━━ Supplied material ━━

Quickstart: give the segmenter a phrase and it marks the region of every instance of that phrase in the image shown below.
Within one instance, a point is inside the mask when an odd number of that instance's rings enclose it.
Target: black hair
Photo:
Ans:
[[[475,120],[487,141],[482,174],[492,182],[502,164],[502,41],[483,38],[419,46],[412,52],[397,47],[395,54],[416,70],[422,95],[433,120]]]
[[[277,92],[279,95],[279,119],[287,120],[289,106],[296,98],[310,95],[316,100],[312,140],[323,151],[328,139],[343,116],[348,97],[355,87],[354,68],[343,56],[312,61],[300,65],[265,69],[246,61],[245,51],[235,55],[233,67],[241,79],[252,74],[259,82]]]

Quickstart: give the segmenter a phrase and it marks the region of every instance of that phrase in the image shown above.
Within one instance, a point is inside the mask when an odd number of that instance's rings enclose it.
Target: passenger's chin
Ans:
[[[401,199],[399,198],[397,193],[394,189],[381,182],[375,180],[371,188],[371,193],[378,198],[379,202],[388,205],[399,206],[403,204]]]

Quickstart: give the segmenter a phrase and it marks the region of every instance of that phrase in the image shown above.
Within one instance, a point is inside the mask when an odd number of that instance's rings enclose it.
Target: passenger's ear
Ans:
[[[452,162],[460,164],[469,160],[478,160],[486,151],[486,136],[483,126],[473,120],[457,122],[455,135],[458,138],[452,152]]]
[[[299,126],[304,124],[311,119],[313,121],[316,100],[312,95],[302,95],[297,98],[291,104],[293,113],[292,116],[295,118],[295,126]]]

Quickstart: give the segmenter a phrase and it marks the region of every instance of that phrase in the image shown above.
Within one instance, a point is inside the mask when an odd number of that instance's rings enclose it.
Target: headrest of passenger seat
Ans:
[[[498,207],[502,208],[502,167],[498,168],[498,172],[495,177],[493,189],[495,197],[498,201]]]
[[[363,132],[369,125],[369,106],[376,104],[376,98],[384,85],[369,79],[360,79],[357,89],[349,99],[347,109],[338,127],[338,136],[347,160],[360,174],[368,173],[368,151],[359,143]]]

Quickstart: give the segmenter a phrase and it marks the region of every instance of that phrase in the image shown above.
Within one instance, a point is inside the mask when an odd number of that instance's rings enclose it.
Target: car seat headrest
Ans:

━━━

The task: Gather every line of the entries above that contains the word "headrest", and reproduce each such line in full.

Written answer:
Target: headrest of passenger seat
Target: car seat headrest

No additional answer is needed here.